**WRITTEN PROBLEM:** Print only the line with "the small bird" and the lines after it, ending with the last line of the material, each exactly as it stands.

**DATA SHOWN:**
----

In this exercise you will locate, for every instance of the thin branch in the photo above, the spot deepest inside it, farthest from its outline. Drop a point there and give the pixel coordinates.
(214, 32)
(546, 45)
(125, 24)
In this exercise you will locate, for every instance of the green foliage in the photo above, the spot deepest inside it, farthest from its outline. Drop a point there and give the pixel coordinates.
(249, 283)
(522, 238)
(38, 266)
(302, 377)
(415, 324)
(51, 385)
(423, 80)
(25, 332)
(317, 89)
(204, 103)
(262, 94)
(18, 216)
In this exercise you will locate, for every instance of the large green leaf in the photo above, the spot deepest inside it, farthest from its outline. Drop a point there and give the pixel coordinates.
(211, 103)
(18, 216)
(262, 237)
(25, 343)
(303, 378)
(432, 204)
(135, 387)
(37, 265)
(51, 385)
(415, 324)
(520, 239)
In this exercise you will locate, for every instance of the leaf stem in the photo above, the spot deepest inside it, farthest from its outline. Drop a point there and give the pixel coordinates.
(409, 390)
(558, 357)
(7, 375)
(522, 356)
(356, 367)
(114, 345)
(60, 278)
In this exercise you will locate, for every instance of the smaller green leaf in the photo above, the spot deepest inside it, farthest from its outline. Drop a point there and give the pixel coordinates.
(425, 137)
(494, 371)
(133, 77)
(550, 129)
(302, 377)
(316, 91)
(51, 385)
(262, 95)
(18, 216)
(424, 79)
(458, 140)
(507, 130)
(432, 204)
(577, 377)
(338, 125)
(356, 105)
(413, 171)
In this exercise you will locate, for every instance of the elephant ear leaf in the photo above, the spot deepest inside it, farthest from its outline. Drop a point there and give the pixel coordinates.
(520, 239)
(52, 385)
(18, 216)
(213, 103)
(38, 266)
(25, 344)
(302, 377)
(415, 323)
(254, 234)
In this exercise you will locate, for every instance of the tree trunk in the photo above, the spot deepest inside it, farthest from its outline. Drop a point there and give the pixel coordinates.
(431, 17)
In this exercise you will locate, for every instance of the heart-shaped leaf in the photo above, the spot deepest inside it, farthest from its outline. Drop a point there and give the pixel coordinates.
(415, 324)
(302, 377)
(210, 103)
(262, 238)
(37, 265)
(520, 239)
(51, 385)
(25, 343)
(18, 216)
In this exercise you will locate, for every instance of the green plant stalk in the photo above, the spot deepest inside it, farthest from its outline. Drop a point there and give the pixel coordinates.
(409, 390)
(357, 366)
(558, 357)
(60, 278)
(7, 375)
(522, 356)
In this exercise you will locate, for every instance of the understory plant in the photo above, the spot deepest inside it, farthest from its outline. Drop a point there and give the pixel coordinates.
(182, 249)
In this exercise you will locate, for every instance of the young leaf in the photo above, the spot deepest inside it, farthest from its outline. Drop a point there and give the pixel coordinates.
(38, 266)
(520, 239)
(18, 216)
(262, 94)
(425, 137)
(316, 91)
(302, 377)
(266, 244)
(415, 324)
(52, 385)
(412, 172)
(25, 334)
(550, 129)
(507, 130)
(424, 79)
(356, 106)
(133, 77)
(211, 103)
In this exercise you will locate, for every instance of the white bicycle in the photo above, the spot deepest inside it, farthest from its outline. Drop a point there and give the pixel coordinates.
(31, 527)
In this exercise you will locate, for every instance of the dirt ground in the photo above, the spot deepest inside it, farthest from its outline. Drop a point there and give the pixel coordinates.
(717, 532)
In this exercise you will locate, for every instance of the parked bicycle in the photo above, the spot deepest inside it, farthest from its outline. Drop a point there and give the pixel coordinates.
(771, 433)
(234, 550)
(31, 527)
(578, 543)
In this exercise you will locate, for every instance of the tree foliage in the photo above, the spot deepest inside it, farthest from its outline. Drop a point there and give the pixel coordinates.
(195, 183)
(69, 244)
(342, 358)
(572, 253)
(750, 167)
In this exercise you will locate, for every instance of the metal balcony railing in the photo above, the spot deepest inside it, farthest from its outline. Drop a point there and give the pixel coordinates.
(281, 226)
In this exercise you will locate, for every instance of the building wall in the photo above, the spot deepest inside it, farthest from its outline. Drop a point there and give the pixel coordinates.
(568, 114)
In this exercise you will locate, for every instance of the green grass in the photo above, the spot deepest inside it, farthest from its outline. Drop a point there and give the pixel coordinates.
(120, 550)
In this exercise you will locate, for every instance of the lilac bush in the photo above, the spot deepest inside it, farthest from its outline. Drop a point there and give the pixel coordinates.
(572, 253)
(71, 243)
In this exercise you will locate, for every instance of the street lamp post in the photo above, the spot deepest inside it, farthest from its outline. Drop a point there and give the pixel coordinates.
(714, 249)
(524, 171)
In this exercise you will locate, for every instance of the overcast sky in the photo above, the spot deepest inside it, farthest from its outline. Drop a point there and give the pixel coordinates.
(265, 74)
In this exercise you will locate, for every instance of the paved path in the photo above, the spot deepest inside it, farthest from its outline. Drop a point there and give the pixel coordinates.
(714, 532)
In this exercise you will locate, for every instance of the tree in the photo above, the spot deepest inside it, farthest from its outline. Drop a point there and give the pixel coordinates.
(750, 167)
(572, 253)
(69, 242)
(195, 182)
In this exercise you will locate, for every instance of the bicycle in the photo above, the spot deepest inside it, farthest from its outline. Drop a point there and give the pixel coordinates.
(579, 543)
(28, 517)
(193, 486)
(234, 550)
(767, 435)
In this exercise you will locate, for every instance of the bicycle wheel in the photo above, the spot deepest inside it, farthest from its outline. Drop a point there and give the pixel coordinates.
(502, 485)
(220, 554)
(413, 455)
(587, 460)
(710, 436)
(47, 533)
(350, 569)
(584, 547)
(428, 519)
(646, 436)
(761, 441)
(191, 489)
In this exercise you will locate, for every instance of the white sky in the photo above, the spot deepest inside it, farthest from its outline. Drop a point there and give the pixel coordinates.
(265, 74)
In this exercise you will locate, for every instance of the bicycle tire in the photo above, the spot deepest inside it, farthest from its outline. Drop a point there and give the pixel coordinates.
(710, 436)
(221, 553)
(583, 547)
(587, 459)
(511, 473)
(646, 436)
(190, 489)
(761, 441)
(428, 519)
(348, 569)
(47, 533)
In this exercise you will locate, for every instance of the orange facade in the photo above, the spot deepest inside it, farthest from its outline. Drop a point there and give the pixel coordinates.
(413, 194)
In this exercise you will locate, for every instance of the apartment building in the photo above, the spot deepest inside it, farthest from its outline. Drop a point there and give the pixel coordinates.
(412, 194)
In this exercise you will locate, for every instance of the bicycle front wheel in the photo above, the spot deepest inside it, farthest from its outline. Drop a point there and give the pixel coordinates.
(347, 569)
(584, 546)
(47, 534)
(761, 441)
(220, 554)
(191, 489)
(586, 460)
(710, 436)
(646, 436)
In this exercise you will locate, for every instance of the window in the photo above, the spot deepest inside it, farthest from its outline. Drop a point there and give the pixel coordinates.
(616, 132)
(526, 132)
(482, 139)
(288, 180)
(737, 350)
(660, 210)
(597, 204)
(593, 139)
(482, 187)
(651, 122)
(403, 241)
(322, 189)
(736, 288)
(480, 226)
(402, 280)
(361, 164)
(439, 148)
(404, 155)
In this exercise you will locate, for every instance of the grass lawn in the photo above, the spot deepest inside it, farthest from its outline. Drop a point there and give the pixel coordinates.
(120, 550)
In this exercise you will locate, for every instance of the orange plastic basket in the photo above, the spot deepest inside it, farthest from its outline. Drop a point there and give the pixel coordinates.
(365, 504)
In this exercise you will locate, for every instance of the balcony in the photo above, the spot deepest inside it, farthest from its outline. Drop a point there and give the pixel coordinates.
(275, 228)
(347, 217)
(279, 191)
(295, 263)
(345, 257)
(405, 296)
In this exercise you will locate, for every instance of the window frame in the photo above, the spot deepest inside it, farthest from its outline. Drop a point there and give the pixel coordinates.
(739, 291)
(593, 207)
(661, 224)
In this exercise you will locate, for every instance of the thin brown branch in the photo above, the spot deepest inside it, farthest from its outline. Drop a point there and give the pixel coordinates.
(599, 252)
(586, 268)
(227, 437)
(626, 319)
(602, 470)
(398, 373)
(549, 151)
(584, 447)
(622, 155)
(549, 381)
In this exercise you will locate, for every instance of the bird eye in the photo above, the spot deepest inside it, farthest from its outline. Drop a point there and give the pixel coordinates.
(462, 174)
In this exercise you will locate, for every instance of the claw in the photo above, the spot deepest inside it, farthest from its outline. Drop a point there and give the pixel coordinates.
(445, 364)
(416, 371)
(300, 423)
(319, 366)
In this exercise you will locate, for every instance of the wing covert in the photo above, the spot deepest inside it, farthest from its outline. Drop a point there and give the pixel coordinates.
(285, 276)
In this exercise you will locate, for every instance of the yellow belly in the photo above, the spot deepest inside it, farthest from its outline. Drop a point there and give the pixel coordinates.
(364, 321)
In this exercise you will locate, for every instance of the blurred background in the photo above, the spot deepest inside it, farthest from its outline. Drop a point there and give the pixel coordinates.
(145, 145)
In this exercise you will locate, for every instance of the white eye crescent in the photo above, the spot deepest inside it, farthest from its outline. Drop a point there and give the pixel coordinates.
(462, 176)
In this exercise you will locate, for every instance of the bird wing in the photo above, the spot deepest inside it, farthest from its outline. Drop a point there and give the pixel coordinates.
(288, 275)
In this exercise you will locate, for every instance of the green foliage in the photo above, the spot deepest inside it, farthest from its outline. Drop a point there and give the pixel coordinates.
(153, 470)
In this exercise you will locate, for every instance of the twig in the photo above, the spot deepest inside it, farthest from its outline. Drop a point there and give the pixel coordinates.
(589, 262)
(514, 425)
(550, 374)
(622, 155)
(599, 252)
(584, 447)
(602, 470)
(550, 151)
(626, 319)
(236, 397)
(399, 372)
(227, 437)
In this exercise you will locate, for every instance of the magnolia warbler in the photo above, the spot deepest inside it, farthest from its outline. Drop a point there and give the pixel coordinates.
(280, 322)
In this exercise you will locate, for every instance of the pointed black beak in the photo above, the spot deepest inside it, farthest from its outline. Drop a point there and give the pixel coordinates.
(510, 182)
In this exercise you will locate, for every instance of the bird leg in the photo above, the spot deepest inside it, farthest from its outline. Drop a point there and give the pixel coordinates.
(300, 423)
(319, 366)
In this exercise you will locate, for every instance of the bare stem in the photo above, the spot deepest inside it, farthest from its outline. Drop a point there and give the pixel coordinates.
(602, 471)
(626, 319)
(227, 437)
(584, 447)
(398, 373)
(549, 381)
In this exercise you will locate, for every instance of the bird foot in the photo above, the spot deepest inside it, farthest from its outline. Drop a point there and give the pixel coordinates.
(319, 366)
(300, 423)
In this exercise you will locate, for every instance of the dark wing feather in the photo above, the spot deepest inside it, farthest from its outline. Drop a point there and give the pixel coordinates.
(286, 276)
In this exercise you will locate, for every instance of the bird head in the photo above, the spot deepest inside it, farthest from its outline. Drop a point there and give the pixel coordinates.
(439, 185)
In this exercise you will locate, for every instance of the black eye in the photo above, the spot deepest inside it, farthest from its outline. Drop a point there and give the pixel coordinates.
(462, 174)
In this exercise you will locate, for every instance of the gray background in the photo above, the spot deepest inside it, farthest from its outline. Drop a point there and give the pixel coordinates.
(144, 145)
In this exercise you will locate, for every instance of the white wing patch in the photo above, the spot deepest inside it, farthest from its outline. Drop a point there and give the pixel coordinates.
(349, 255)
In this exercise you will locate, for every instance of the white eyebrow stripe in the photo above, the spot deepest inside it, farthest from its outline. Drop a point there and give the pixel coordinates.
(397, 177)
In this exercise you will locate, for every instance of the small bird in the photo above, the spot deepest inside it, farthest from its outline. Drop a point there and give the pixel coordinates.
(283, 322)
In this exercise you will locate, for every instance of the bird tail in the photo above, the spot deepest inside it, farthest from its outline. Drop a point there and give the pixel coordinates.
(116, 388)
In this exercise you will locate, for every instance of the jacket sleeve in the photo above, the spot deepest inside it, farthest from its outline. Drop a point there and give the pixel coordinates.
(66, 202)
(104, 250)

----

**OUTPUT FOR THIS TASK:**
In this exercise you will locate, for every instance of the small bird in the photo above, the spot deepest inside it, farthest from its outline. Drop a point there and give the pixel coordinates.
(283, 322)
In this exercise you will locate, for every instance of the bird tail in the photo above, the spot deepest inside it, farthest from its outline. Drop a point there and give the pixel coordinates.
(116, 388)
In this exercise you will locate, for every instance of the jacket sleeve in the photo above, the spot deepest inside it, farthest from its outline. Drop a point there and give the pixel coordinates.
(66, 202)
(104, 250)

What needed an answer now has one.